Exercise prompt >>
Revise the entries below so that "photograph" becomes "image" at every occurrence, with all other text left as it is. Omit the pictures from your version.

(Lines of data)

· · · · ·

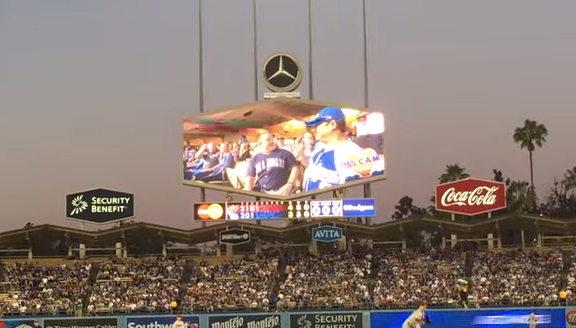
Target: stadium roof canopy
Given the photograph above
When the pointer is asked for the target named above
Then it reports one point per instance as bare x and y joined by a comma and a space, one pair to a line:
297, 233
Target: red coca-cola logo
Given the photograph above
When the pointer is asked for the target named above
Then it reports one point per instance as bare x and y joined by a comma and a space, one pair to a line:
470, 196
571, 317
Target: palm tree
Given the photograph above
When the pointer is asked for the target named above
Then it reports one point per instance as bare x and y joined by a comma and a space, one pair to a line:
530, 136
570, 178
453, 173
520, 196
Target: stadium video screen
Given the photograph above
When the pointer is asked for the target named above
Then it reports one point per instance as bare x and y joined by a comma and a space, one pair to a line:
283, 149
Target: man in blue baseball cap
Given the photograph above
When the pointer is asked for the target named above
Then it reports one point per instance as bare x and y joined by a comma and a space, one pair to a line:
339, 160
327, 164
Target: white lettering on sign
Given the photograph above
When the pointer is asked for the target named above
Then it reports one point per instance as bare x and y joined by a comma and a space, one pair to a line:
244, 236
477, 197
268, 322
335, 321
109, 204
235, 322
328, 234
154, 324
358, 208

· · · · ·

Output for this exercise >>
Target: stadium roof canopy
Given the image above
When the pointer is asked for the target named above
Then it reports one point per instance as bare x and y joined by a comma and a space, one pair to a line:
297, 233
Target: red coca-cola logo
Given the image above
When the pointer is asked for the target named above
Then it reports one point per instance as bare x and y joined by a comma and a space, one pair to a line:
470, 196
571, 317
Target: palm tree
Given the image above
When the pointer is asked for the target named above
Then it reports one point per instance as bare x and y joined by a comma and a space, one pair to a line:
530, 136
570, 178
453, 173
520, 196
Target: stadium video screen
Given the image above
When the pointer is asked for the target named above
Then it reports one point per instance as bare x and y joined by a comma and a space, one pair to a line:
283, 149
Target: man in blue baseball cap
Given the image above
When the pointer is asked for the target named above
Then it reports one point per instance as bare x and y joined by a comma and a space, one pair to a line:
339, 160
327, 164
Target: white lettering on sign
Given the image above
When the pointer is asked for the target named above
Then it reports one point per instance as bare x and y joined by a comma and a space, one pair to a line:
244, 236
477, 197
268, 322
335, 321
109, 204
235, 322
328, 234
154, 324
358, 208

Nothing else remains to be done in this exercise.